• Instruction 1
In the passage on diversity, what is the name of the song from New Orleans?
• Instruction 2
List each thing that the passage on diversity says the acceptance of diversity does not mean.
• Instruction 3
Repeat everything in the passage on diversity from "If you have" down to "I consider wrong.".

• Provided passage
==========

Please remember, the acceptance of, indeed, the promotion of diversity is an African trait. In New Orleans we have a song—”Do What You Wanna!” Diversity first. This does not mean that we pretend there are no differences, or that we do not argue for our point of view. Everybody knows that Kalamu got opinions and is not afraid to speak his mind. You don’t have to read much of my work before you see some hard lines drawn, but those are my lines, what I believe. Other people don’t have to agree with me in order for me to dig them or for them to dig me.

If you have a specific position that Yusef takes that you want me to comment on, I will do that. But even when I might strongly disagree with his position, I still embrace him as my brother and salute him as fellow poet and, to be clear, this is not about Yusef per se. Embracement, diversity, those are my philosophical positions in general with everyone. Of course, this is not a blind embracement nor a valueless espousal of diversity. My embracement of my enemies is struggle. My acceptance of diversity does not mean giving way to evil, to that which is anti-life. I will speak out against whatever I consider wrong.

==========

• Data excerpts

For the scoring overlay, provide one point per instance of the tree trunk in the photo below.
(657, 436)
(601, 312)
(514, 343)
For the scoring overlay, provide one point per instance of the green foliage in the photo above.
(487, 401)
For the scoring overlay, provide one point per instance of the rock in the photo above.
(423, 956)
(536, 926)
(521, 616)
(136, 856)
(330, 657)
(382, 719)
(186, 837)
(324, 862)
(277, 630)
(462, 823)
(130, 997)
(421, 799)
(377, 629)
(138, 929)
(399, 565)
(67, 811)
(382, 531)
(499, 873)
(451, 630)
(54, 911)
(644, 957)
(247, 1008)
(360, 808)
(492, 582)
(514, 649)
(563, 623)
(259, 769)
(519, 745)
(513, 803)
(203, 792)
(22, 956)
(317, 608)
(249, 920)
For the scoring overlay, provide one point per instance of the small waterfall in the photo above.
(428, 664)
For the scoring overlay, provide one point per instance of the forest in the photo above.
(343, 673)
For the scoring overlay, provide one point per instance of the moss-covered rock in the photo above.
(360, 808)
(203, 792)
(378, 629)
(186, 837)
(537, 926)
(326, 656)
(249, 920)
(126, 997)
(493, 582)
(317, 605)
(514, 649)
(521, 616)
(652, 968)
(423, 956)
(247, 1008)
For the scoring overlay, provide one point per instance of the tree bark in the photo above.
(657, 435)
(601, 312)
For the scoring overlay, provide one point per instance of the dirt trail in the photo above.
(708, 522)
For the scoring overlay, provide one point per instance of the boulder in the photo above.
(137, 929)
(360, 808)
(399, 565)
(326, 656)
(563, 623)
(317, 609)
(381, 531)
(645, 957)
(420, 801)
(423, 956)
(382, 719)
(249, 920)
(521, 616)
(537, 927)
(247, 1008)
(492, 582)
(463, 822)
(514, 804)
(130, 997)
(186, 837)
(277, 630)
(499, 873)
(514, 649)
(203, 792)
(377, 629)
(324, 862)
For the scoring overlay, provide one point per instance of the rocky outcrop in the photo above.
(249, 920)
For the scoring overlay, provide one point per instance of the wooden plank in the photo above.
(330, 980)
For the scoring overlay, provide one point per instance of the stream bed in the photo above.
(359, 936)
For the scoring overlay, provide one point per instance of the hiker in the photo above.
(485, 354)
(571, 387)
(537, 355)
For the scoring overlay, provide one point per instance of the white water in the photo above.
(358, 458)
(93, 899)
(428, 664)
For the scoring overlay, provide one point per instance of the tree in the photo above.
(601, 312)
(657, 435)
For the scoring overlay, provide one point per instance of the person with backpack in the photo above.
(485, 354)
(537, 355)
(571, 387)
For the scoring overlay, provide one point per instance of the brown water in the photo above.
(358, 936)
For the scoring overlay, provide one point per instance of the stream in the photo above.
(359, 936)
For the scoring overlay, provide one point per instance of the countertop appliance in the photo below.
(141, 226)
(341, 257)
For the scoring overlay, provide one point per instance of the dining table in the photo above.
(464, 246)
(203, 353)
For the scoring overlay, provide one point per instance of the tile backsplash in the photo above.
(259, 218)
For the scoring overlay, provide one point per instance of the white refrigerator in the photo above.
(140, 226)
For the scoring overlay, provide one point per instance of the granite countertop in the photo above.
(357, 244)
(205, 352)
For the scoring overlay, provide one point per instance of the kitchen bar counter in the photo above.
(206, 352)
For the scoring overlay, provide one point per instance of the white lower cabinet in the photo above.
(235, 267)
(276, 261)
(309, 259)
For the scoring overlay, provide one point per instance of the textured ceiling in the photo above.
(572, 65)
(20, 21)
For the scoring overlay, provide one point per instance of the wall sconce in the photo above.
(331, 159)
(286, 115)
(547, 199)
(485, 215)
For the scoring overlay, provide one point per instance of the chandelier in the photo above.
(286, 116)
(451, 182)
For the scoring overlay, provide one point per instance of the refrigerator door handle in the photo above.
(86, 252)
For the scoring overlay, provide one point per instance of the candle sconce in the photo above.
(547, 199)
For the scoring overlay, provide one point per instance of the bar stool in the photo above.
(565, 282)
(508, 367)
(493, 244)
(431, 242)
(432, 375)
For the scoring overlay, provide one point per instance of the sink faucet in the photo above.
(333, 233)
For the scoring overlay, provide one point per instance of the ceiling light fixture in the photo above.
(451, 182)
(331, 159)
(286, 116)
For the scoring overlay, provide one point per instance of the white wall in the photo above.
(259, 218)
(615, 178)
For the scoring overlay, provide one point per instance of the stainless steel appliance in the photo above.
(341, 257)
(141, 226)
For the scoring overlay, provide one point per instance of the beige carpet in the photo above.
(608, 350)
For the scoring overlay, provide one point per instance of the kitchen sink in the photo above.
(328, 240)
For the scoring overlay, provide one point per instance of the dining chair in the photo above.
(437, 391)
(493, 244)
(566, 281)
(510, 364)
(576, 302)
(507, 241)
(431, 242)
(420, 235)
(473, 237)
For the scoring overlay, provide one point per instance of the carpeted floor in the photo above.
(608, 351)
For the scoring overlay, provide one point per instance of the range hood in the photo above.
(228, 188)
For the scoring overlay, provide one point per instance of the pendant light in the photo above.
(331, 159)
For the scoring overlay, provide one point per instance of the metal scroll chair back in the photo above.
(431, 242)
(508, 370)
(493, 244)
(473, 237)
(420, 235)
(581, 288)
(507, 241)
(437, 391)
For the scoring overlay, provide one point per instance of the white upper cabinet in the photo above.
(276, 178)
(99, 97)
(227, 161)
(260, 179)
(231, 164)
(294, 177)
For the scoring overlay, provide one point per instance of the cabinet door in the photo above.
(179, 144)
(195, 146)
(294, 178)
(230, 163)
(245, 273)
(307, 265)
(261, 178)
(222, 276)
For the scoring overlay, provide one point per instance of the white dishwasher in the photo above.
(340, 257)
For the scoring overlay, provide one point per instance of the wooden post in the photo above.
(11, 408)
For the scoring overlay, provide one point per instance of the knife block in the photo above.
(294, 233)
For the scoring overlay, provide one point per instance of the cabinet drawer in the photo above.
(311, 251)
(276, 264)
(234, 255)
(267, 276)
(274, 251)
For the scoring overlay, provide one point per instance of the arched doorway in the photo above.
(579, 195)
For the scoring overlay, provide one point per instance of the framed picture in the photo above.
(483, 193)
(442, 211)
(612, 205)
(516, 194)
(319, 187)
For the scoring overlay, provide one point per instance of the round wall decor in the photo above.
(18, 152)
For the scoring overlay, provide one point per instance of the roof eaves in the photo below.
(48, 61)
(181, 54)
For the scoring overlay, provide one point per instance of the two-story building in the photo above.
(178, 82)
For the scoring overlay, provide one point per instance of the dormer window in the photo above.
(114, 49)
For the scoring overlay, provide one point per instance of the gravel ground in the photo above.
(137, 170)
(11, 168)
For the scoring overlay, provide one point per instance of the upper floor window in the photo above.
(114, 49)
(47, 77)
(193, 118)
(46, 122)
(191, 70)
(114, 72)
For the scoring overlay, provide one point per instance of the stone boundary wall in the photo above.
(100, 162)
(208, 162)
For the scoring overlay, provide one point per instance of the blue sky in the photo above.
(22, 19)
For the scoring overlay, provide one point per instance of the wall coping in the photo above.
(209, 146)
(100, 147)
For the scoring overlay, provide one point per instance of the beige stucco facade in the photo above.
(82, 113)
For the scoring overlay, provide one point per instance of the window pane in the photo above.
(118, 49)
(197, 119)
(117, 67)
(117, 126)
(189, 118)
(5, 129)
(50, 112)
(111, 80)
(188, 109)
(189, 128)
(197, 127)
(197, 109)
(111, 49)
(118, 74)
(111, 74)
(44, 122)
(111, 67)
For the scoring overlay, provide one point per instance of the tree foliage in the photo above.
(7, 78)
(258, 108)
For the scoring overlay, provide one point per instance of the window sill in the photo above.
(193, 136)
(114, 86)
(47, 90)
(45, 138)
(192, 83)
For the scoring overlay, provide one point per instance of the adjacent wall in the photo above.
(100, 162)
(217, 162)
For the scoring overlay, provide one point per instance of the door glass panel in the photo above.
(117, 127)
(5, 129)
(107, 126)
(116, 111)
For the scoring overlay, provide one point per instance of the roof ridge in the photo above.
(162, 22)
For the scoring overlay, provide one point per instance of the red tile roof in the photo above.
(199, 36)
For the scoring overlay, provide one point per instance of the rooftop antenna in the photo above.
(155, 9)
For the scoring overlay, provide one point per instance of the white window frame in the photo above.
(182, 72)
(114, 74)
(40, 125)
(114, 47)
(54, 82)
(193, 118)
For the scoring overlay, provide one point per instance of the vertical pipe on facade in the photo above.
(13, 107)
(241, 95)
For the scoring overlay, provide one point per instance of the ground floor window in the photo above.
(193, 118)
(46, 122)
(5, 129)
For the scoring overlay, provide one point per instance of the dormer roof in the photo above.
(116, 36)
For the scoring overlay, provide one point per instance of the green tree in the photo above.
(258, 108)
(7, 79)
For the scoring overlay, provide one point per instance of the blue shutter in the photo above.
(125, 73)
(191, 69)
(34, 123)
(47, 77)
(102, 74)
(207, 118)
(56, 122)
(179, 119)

==========

• Problem solution 1
"Do What You Wanna!"

• Problem solution 2
- Pretending there are no differences
- Not arguing for one's point of view
- Giving way to evil, to that which is anti-life

• Problem solution 3
If you have a specific position that Yusef takes that you want me to comment on, I will do that. But even when I might strongly disagree with his position, I still embrace him as my brother and salute him as fellow poet and, to be clear, this is not about Yusef per se. Embracement, diversity, those are my philosophical positions in general with everyone. Of course, this is not a blind embracement nor a valueless espousal of diversity. My embracement of my enemies is struggle. My acceptance of diversity does not mean giving way to evil, to that which is anti-life. I will speak out against whatever I consider wrong.